TASK PROMPT:
Print each of the rows below word for word, and leave the pictures out of what you print.

DATASET ENTRIES:
----

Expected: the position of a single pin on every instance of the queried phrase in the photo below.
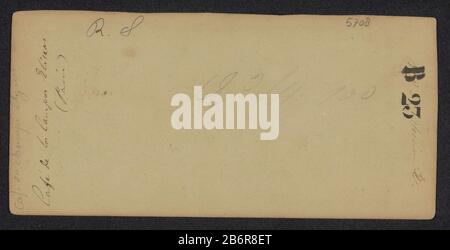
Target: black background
(438, 9)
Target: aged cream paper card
(128, 114)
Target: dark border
(438, 9)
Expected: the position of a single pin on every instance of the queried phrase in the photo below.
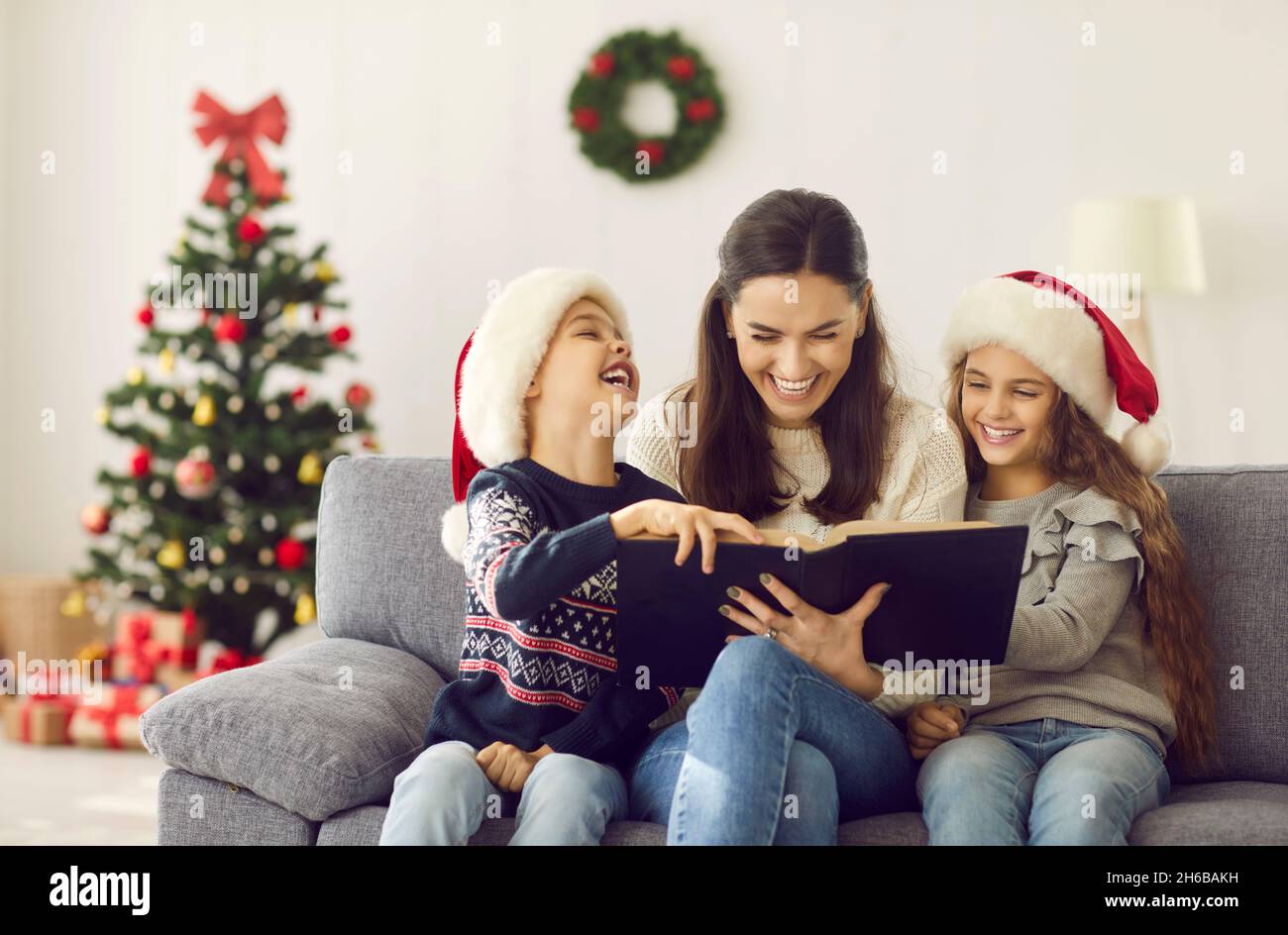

----

FINISHED TASK:
Expected: the position of a single pin on every instance of the queried phrase in the photo below.
Target: black background
(438, 9)
Target: aged cream paper card
(128, 114)
Target: dark border
(438, 9)
Expected: the position of a single pin on every instance of the queried phrase in the photo below.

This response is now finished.